BRIEF
Repeat the listing exactly as given, omitting every image.

===== DATASET

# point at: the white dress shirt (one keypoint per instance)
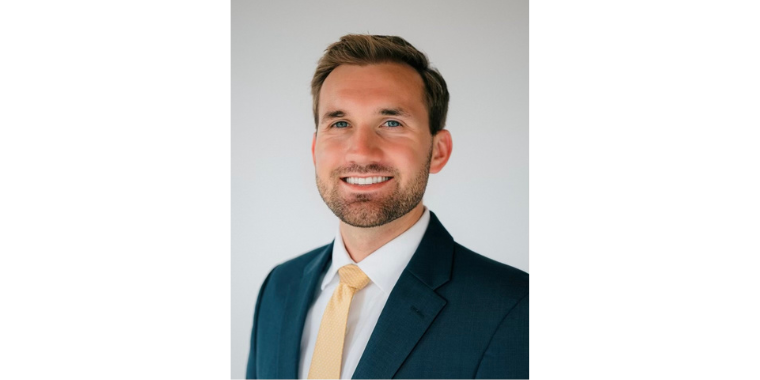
(383, 267)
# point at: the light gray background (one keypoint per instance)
(481, 196)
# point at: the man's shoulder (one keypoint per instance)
(487, 274)
(295, 267)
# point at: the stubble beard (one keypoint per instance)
(372, 210)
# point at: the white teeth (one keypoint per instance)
(366, 181)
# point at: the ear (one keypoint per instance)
(442, 146)
(313, 145)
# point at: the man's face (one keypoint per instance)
(372, 150)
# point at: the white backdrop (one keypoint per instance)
(481, 196)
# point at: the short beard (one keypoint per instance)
(365, 210)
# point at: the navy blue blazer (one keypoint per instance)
(452, 314)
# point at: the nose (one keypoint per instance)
(364, 146)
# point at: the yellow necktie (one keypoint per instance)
(328, 352)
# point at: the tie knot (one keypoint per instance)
(352, 276)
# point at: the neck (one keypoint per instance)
(361, 242)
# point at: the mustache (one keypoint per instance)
(363, 169)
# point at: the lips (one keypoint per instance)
(365, 180)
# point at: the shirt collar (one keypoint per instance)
(384, 266)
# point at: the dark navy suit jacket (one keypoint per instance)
(452, 314)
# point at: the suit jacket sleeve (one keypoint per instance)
(507, 354)
(251, 371)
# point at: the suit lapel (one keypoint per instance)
(411, 307)
(296, 308)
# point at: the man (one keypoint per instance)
(393, 296)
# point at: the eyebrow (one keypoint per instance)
(393, 112)
(398, 111)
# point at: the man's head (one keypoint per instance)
(375, 146)
(362, 49)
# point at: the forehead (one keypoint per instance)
(375, 85)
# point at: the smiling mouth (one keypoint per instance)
(365, 181)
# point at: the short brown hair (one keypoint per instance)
(364, 49)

==========

FINAL RESULT
# point at: the white dress shirt (one keypoint per instance)
(383, 267)
# point at: the light gray background (one keypoint per instance)
(481, 196)
# point at: the man's shoulder (one keypoint per instance)
(487, 274)
(295, 267)
# point at: the stubble beard (one keypoint per instance)
(372, 210)
# point at: the white teeth (one keypoint per instance)
(366, 181)
# point at: the ear (one keypoint per instance)
(442, 146)
(313, 145)
# point at: the man's face (one keypoint per instance)
(372, 150)
# point at: the white backdrop (one keypoint per instance)
(481, 196)
# point at: the short beard (one keypoint per instance)
(365, 210)
# point at: the navy blue blazer (one keypoint per instance)
(452, 314)
# point at: the nose (one keypoint per instance)
(364, 146)
# point at: the yellow necktie (one keypoint per instance)
(328, 352)
# point at: the tie knot (one keypoint per instance)
(352, 276)
# point at: the neck (one keypoint per instance)
(361, 242)
# point at: the mustache (one keypoint per instance)
(363, 169)
# point at: the lips (one keypoint per instance)
(365, 180)
# point at: the shirt collar (one keypoint per instance)
(384, 266)
# point at: the dark navy suit jacket (one keypoint per instance)
(452, 314)
# point at: the suit jacket sleeve (one keypoint per instance)
(507, 354)
(251, 371)
# point at: the suit lapel (one keypoint per instance)
(411, 307)
(296, 308)
# point at: the man (one keypoint per instance)
(393, 296)
# point at: the eyebrow (one keypoint per instance)
(393, 112)
(398, 111)
# point at: the man's head (one keypoint per instance)
(375, 146)
(362, 49)
# point at: the forehead (one keypoint per instance)
(375, 85)
# point at: the smiling mouth (one keypoint per instance)
(365, 181)
# point at: the short brown hair (one keypoint per instance)
(364, 49)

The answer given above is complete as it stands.